Problem do rozwiązania :: Przepisz bez żadnych zmian fragment wierszy, który zaczyna się od wiersza zawierającego „Annotate each instance of the yellow”, a kończy na ostatnim wierszu. Uwzględnij oba te wiersze.

Przykłady oznaczania punktami ::
----
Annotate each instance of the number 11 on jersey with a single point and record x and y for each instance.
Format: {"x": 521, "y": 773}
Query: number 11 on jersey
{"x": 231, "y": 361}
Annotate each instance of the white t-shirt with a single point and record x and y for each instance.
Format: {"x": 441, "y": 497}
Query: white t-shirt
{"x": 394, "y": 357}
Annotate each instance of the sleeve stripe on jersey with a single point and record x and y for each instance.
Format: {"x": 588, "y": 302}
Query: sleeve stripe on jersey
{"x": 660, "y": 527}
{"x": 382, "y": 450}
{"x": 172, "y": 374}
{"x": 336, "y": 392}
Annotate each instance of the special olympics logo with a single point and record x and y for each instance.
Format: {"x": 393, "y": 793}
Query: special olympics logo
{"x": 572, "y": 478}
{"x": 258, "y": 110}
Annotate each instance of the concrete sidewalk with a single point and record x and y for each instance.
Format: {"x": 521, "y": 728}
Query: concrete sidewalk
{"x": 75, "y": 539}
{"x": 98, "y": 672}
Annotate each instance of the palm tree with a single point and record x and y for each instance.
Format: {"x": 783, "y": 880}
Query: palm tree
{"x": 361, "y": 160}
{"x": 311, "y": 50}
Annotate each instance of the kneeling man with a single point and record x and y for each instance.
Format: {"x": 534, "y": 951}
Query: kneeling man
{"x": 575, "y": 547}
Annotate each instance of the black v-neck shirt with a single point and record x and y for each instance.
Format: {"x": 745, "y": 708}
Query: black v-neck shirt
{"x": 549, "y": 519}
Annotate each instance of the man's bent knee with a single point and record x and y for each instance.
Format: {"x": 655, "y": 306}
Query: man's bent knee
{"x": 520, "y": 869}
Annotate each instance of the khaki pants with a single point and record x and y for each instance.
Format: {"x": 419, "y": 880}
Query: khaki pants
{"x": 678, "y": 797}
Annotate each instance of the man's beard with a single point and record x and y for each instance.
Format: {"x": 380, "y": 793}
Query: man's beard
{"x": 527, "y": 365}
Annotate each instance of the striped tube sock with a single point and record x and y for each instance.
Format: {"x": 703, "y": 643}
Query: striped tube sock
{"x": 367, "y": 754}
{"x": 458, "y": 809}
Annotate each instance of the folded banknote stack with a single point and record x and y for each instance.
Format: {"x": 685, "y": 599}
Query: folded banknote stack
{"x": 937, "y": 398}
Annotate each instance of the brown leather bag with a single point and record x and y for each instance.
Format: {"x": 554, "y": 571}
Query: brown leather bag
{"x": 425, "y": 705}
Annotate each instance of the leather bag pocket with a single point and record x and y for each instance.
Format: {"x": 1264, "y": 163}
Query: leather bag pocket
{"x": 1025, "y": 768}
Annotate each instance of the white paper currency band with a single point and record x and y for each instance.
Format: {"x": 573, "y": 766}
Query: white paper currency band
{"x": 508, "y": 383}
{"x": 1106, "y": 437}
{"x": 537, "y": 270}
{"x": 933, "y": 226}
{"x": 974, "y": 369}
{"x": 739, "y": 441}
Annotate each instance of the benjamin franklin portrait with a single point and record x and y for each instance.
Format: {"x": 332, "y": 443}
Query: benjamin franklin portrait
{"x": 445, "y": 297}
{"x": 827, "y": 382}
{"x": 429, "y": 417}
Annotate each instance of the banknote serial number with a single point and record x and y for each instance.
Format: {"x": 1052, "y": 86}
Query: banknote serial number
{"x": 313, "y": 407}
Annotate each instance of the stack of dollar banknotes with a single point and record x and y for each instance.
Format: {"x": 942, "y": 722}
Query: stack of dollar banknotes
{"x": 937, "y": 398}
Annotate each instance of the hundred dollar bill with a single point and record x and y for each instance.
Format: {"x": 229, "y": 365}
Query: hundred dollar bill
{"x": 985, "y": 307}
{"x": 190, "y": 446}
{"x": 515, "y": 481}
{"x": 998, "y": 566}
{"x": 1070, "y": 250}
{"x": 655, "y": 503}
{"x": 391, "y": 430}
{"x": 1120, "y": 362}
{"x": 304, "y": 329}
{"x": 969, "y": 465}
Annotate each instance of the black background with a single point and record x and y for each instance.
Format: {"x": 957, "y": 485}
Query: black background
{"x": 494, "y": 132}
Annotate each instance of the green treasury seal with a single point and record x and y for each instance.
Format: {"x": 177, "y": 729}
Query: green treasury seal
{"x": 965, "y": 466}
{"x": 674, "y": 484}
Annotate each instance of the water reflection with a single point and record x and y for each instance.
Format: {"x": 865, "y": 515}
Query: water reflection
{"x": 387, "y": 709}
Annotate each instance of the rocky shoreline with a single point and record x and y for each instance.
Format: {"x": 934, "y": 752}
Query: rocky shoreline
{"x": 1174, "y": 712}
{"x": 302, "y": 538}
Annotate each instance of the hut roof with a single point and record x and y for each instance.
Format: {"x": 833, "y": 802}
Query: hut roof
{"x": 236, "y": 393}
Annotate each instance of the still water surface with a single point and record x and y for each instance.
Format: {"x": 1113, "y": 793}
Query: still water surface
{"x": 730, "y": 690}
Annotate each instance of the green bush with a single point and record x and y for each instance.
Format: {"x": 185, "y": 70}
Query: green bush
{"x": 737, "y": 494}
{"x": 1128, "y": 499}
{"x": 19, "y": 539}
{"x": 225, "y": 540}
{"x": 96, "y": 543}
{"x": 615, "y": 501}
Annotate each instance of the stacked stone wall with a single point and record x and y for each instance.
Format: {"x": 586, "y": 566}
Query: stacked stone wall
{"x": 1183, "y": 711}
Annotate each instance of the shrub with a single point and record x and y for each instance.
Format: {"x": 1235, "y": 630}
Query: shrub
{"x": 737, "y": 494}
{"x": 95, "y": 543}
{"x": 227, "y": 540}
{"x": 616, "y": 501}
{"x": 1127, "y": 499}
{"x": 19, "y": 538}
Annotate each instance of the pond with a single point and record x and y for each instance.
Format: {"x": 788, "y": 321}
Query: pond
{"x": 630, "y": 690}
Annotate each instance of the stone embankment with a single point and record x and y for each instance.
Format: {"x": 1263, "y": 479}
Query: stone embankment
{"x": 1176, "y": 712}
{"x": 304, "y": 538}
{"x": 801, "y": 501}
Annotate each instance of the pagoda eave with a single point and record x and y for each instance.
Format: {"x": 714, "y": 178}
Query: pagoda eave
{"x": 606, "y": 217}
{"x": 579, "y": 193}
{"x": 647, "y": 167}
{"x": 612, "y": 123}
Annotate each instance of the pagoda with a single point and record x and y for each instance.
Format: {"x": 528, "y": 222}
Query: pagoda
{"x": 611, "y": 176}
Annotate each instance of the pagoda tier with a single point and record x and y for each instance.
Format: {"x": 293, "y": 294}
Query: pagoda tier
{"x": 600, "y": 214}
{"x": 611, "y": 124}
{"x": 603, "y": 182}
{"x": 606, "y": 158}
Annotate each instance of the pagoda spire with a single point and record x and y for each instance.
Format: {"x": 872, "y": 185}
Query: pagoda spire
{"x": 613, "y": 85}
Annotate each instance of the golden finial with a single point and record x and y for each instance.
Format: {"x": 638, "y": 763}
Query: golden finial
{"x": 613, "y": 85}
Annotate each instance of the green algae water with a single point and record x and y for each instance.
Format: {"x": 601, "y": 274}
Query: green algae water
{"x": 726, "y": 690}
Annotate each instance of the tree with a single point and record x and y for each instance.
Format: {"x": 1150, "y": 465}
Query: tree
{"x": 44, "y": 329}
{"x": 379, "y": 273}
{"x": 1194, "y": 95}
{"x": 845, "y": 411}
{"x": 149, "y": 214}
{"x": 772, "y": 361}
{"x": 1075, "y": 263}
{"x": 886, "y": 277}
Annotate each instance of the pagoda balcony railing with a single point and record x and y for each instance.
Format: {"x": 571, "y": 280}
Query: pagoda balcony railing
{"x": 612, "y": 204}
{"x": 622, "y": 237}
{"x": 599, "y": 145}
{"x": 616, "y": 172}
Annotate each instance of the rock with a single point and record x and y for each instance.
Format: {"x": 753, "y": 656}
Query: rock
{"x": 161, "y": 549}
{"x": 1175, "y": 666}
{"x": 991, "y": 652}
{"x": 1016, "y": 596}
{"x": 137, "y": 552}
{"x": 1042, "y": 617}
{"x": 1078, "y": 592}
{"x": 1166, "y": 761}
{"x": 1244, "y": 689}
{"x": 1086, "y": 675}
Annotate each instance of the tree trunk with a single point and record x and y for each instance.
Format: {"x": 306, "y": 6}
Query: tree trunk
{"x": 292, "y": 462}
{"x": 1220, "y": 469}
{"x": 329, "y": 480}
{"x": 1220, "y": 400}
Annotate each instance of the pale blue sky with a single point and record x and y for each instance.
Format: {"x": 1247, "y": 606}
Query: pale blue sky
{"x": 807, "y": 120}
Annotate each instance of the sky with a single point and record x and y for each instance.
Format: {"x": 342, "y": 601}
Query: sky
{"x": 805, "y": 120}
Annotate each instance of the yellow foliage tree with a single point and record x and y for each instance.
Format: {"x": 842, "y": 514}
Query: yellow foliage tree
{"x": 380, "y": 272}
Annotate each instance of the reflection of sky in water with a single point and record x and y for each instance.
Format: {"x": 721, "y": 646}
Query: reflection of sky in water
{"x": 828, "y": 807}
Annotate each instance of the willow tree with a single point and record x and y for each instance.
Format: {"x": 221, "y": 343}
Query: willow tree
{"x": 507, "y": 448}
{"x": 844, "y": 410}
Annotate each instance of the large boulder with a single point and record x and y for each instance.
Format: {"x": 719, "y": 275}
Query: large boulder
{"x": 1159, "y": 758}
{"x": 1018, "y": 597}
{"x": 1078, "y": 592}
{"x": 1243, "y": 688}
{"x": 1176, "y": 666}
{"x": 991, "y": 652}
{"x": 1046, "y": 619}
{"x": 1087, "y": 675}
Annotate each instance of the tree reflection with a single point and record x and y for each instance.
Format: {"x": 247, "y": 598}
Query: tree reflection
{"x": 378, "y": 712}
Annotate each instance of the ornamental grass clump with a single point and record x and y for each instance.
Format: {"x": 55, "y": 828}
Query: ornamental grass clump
----
Odpowiedź na zadanie ::
Annotate each instance of the yellow foliage tree with a single point and record x and y for each instance.
Format: {"x": 842, "y": 514}
Query: yellow foliage tree
{"x": 380, "y": 272}
Annotate each instance of the reflection of sky in water with a single point and record x and y for each instance.
Format: {"x": 721, "y": 646}
Query: reflection of sky in water
{"x": 828, "y": 807}
Annotate each instance of the willow tree with a single point and record x and y for each instance.
Format: {"x": 221, "y": 343}
Query: willow tree
{"x": 507, "y": 448}
{"x": 844, "y": 410}
Annotate each instance of the large boulder with a single point and record x and y for each instance.
Format: {"x": 719, "y": 275}
Query: large boulder
{"x": 1159, "y": 758}
{"x": 1018, "y": 597}
{"x": 1078, "y": 592}
{"x": 1243, "y": 688}
{"x": 1176, "y": 666}
{"x": 991, "y": 652}
{"x": 1046, "y": 619}
{"x": 1087, "y": 675}
Annotate each instance of the tree reflection with a single point and record x and y for each instance.
Format: {"x": 247, "y": 598}
Query: tree reflection
{"x": 378, "y": 712}
Annotate each instance of the ornamental grass clump with a single point and record x and y for each instance.
Format: {"x": 55, "y": 828}
Query: ornamental grass clump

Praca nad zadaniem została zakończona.